** SUPPLIED PASSAGE **
************

With No. 2 Ohio State coming to Eugene this week for what could be the biggest matchup in the new-look Big Ten this season, Gabriel is about to lead Oregon on a stretch of games that includes at least three ranked teams and another rival in Washington as it hopes to not just reach the College Football Playoff for the first time under Lanning, but also put itself in a position to win it all. As Lanning has said before, those are the expectations in Eugene. It’s part of why Gabriel transferred teams for one last ride.

“I had clear goals for myself and that’s winning a national championship and putting myself in the best spot to do so,” Gabriel said. “You get all you want here — the offensive fit, the surrounding cast and the team and a coach who believes and that chance to win the national championship.”


THE THREAD THAT is attempting to connect Nix to Gabriel and eventually to Moore is Will Stein.

Former offensive coordinator Kenny Dillingham may have been part of what brought Nix to Eugene, but after he left for the Arizona State head-coaching gig, Stein was able to seamlessly pick up where he left off and help Nix put together a Heisman-worthy season in 2023.

You don’t have to spend too much time talking to Stein to realize that he’s a football-obsessed mind. Stein is pragmatic about how to run an offense and though that doesn’t mean he isn’t flexible with his approach, it does bring about a palpable confidence to what he does. As he put it, Gabriel has bought in since Day 1, because he knows this is an opportunity to run a “pro-style offense that will translate to the next level.”

“And we’ll run an offense that has been successful at every stop I’ve been at,” Stein said.

As soon as Oregon received a commitment from Gabriel, the former co-offensive coordinator at UTSA went back and watched all of Gabriel’s previous college games to see what schemes he thrived in, which ones he didn’t and how they could fit into the offense that Stein had already established in Eugene.

“It’s hard to put a label on what we do because we kind of do a little bit of everything. … We like to look complex, but we’re really pretty simple,” Stein said, describing his offense as one that can be nimble to different personnel groupings, formations and different quarterbacks. “Going back to the Chip [Kelly] days, which is high octane, high tempo, limited formation spread. We’re really not that, like we have that ability, we do a lot of that, but when you get down to the core of what we are, we’re as pro style as anybody else.”

The one thing that is certain inside Stein’s system is this: His offense gives the quarterback plenty of freedom, but also the responsibility of getting the offense “in good plays and out of bad plays.” It’s why filling that void left behind by Nix with a player like Gabriel and planning for the future with Moore was so crucial.

************

** PROVIDED DATA **
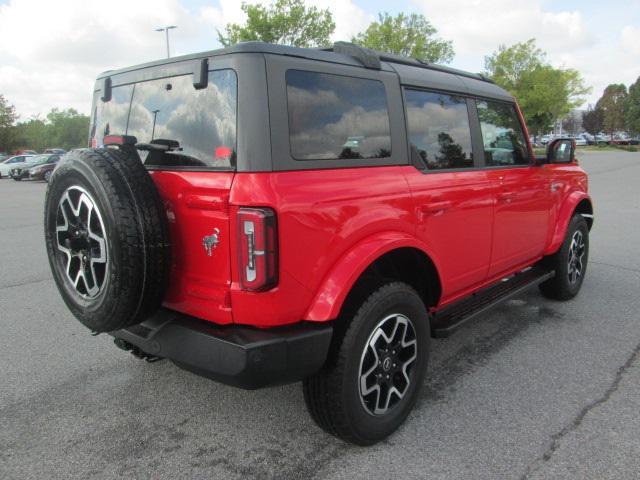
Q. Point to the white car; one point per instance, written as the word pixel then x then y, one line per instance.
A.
pixel 580 141
pixel 11 162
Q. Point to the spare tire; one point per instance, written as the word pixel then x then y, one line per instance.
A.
pixel 107 238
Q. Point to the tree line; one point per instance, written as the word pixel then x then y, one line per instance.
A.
pixel 618 109
pixel 546 94
pixel 58 129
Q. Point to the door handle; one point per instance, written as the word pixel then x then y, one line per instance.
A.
pixel 436 208
pixel 506 197
pixel 555 186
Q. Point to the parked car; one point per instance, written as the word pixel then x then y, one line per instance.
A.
pixel 21 171
pixel 16 161
pixel 43 169
pixel 263 214
pixel 580 140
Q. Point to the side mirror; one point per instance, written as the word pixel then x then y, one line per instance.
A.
pixel 561 150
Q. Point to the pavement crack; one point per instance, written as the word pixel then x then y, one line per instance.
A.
pixel 613 265
pixel 577 421
pixel 26 282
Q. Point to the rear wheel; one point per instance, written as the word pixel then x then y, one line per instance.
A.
pixel 569 262
pixel 376 369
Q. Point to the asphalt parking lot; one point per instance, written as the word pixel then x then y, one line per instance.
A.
pixel 534 389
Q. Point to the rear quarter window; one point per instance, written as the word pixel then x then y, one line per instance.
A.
pixel 336 117
pixel 203 121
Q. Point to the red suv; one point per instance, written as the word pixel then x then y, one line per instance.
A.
pixel 265 214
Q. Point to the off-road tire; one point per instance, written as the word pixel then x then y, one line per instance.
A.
pixel 136 234
pixel 332 395
pixel 560 287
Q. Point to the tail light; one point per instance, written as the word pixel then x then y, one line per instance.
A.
pixel 258 248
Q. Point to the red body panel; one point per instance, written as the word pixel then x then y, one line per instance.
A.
pixel 477 226
pixel 196 204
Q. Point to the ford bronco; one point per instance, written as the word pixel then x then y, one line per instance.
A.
pixel 264 214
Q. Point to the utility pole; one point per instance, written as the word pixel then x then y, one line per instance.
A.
pixel 166 31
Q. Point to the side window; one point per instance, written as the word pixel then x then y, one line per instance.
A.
pixel 336 117
pixel 439 129
pixel 502 135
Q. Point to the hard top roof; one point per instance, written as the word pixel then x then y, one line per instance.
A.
pixel 410 70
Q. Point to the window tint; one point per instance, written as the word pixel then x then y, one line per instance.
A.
pixel 203 122
pixel 439 129
pixel 333 117
pixel 111 117
pixel 504 142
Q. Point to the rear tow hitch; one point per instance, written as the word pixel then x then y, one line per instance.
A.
pixel 135 351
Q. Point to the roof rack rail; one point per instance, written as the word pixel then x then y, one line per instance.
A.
pixel 372 59
pixel 369 58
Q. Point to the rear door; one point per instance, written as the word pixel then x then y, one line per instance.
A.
pixel 522 201
pixel 453 199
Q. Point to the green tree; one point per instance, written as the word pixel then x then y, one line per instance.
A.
pixel 408 35
pixel 592 120
pixel 7 117
pixel 287 22
pixel 61 128
pixel 612 103
pixel 632 108
pixel 545 93
pixel 67 128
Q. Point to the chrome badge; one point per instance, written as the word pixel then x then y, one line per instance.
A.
pixel 210 242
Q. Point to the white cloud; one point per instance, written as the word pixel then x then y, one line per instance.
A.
pixel 477 27
pixel 630 40
pixel 602 55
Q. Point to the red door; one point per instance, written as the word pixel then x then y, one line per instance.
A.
pixel 454 212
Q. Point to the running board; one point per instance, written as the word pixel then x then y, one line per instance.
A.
pixel 447 320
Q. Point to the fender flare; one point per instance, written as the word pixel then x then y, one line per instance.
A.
pixel 336 285
pixel 562 220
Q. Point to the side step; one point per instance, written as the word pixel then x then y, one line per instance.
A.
pixel 447 320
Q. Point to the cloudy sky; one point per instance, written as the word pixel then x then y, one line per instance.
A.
pixel 51 50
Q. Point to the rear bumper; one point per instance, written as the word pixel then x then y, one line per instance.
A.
pixel 236 355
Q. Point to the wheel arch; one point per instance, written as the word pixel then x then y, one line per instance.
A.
pixel 381 258
pixel 578 202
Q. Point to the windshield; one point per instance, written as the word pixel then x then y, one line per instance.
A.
pixel 38 159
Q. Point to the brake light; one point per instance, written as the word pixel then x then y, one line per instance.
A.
pixel 258 248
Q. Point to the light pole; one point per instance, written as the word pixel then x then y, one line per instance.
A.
pixel 153 130
pixel 166 31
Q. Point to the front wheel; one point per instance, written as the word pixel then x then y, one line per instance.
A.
pixel 569 263
pixel 376 369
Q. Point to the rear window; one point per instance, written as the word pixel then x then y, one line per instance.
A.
pixel 202 122
pixel 336 117
pixel 439 129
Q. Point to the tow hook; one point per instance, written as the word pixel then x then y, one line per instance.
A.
pixel 135 351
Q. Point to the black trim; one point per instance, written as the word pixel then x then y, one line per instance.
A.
pixel 235 355
pixel 450 318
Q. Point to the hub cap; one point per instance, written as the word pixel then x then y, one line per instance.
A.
pixel 575 267
pixel 81 237
pixel 386 364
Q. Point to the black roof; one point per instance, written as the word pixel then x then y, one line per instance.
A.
pixel 410 70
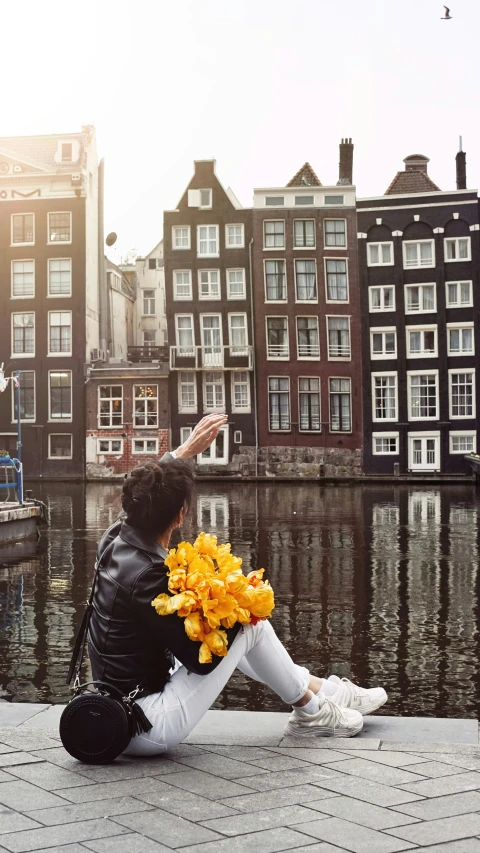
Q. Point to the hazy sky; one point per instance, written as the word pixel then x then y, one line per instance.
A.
pixel 260 85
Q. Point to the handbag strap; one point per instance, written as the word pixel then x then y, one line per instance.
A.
pixel 78 653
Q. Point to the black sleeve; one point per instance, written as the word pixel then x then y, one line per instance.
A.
pixel 168 631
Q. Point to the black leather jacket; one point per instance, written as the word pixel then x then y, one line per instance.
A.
pixel 129 644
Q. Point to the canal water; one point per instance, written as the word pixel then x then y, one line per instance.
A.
pixel 376 583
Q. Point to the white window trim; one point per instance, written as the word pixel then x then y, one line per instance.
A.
pixel 59 354
pixel 334 248
pixel 275 248
pixel 12 385
pixel 208 254
pixel 471 433
pixel 181 248
pixel 277 357
pixel 59 295
pixel 453 417
pixel 242 409
pixel 338 317
pixel 468 304
pixel 177 298
pixel 457 260
pixel 59 458
pixel 109 452
pixel 23 354
pixel 411 418
pixel 60 420
pixel 380 243
pixel 421 327
pixel 380 330
pixel 305 301
pixel 373 310
pixel 421 284
pixel 235 245
pixel 236 295
pixel 382 373
pixel 417 266
pixel 336 301
pixel 16 245
pixel 144 439
pixel 460 326
pixel 275 301
pixel 395 435
pixel 59 242
pixel 21 261
pixel 187 409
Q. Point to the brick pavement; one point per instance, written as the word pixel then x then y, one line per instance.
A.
pixel 275 794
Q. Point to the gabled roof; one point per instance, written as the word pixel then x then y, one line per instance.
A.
pixel 305 177
pixel 411 181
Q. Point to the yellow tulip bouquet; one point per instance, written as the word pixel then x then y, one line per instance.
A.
pixel 209 591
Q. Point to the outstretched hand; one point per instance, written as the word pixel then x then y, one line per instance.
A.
pixel 202 436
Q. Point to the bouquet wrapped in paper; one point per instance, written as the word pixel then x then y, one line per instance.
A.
pixel 210 592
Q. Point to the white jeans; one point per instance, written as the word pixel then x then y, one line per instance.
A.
pixel 256 651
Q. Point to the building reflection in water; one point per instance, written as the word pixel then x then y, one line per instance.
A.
pixel 377 583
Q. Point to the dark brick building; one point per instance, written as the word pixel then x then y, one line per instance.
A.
pixel 419 255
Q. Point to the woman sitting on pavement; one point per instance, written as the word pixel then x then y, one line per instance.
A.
pixel 130 646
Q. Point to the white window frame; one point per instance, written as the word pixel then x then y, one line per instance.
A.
pixel 330 357
pixel 382 330
pixel 217 241
pixel 417 266
pixel 12 385
pixel 455 240
pixel 460 433
pixel 181 248
pixel 468 304
pixel 394 435
pixel 22 261
pixel 336 301
pixel 233 296
pixel 381 374
pixel 59 242
pixel 234 376
pixel 228 244
pixel 422 328
pixel 110 452
pixel 209 297
pixel 30 243
pixel 22 354
pixel 181 407
pixel 421 285
pixel 144 452
pixel 176 296
pixel 410 374
pixel 277 357
pixel 460 327
pixel 451 372
pixel 60 420
pixel 59 458
pixel 380 244
pixel 51 295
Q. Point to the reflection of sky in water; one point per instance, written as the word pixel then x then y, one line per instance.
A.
pixel 375 582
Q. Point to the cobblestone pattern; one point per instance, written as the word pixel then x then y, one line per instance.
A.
pixel 291 794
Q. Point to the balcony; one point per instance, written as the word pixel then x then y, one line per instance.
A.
pixel 221 357
pixel 147 354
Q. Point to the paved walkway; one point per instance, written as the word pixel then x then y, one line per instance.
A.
pixel 235 788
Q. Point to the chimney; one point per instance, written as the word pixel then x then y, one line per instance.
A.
pixel 345 168
pixel 461 164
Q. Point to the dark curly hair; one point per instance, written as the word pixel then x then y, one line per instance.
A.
pixel 154 493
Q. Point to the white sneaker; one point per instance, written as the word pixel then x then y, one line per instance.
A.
pixel 329 721
pixel 349 695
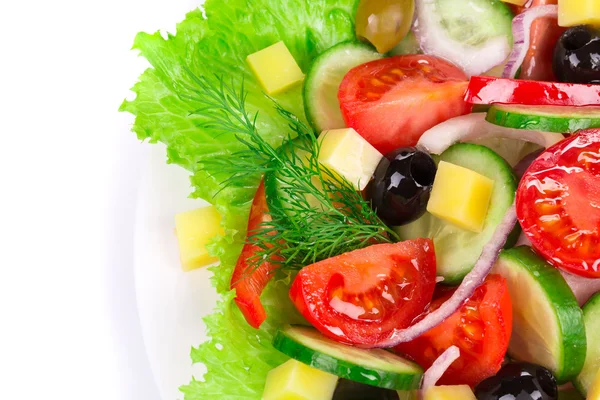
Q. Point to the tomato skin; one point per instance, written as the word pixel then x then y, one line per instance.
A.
pixel 249 285
pixel 393 101
pixel 489 316
pixel 558 204
pixel 361 296
pixel 488 90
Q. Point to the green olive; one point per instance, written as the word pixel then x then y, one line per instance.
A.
pixel 384 23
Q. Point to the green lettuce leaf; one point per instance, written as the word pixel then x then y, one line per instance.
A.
pixel 237 356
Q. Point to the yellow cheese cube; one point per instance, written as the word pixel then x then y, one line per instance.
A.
pixel 517 2
pixel 194 230
pixel 594 391
pixel 294 380
pixel 460 196
pixel 275 68
pixel 578 12
pixel 345 152
pixel 460 392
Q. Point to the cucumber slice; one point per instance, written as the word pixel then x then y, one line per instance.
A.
pixel 376 367
pixel 548 325
pixel 456 249
pixel 545 118
pixel 323 80
pixel 591 319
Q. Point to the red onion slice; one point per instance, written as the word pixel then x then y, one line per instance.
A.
pixel 521 34
pixel 474 126
pixel 439 367
pixel 583 288
pixel 434 39
pixel 472 281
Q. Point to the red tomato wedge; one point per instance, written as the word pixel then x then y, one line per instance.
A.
pixel 558 204
pixel 361 296
pixel 488 90
pixel 480 329
pixel 393 101
pixel 249 284
pixel 544 34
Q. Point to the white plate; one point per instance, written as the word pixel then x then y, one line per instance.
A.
pixel 171 302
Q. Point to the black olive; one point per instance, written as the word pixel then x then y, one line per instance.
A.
pixel 577 56
pixel 519 381
pixel 350 390
pixel 401 185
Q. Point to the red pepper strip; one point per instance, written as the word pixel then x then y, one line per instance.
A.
pixel 544 35
pixel 488 90
pixel 247 283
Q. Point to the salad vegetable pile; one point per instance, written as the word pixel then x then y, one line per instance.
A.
pixel 405 194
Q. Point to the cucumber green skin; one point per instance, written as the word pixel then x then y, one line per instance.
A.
pixel 568 314
pixel 479 159
pixel 521 118
pixel 591 315
pixel 364 53
pixel 346 369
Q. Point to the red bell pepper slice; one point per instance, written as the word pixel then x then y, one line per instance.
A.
pixel 488 90
pixel 249 284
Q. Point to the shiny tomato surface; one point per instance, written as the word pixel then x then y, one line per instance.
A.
pixel 558 204
pixel 481 329
pixel 393 101
pixel 360 297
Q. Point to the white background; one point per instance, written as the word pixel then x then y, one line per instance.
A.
pixel 69 172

************

** EXERCISE INSTRUCTIONS **
A) According to the Oregon quarterback passage, why did Stein go back and watch all of Gabriel's previous college games? Answer in one to three sentences.
B) Repeat the part of the Oregon quarterback passage starting at "THE THREAD THAT" and ending at "season in 2023.".
C) Pick up the Oregon quarterback passage after its last sentence and continue it.

** SET OF ANSWERS **
A) He watched them to see which schemes Gabriel thrived in and which ones he didn't. He also wanted to see how those schemes could fit into the offense he had already established in Eugene.

B)
THE THREAD THAT is attempting to connect Nix to Gabriel and eventually to Moore is Will Stein.

Former offensive coordinator Kenny Dillingham may have been part of what brought Nix to Eugene, but after he left for the Arizona State head-coaching gig, Stein was able to seamlessly pick up where he left off and help Nix put together a Heisman-worthy season in 2023.

C)
“He knew how to tailor the offense around Bo,” Moore, who was initially committed to Oregon before flipping to UCLA, said of Stein. “He adjusted it. He tailored it to him. Dillon, he comes in and says he likes this, he’s going to tailor it around him. Me coming in too, he’s going to tailor the offense around you.”

Nix, Stein said, was a phenomenal processor of information, giving him the ability to handle all the pre-snap motions, scheme changes and protections. To maintain that level of competence on that side of the ball, they needed someone who could jump in and process things quickly, someone who had already seen a lot before.

“It’s like talking to that graduate-level student, you know, compared to freshman,” Stein said of a player with as much experience as Gabriel. “He’s seen a lot of defenses over his career. He has played in big moments, but there’s still a process to it. His command of the offense has to be of the utmost importance for us to function at a high level.”

Stein said that some of the initial learning may have been outside of Gabriel’s comfort zone. But his willingness to learn — through repetition and trial and error — meant that as the first game of the season approached, they had now installed the offense three separate times, and both of them felt as comfortable as they could have on such a fast timeline.

“I’ve been in the McDonald’s menu where you may have the number one, but there’s more to memorize,” Gabriel said of the different offensive approaches he’s encountered. “But then I’ve also been in the Bible verse era, they tell every single person what to do, but you’re able to be much more clear on communicating every single thing. So it’s just a mixture. Whatever gets the job done.”

Whether it’s a playcalling style that’s more intricate or one that’s simpler, Gabriel has experienced it all. In Eugene, Gabriel said, learning the offense has been complex but not unfamiliar. If anything, it’s similar concepts with different terms, and he knows that the elaborate nature of the offense is also what allows him to have more control over it.

So far, the results have been both undeniable — five wins, an average of 458 yards per game and 35 points per game — but not quite an encore of last season, where Nix and Co. averaged 531 yards and 44 points per game while boasting the eighth best red zone touchdown conversion rate in the country. This year, the Ducks are 45th in that stat.

Still, it’s hard to nitpick Gabriel’s production (1,449 yards, 11 touchdowns). Like Nix last season, Oregon’s offense has produced the most efficient quarterback in the country. Gabriel’s 77.8 completion rate tops all quarterbacks so far this season (Nix finished at 77.4 last year), even those who have nearly half the passing attempts he does.

“Dylan’s been extremely efficient,” Lanning said after Oregon’s win over UCLA. “It’s all him. He’s the one making every play. None of these coaches get to go make any of those plays.”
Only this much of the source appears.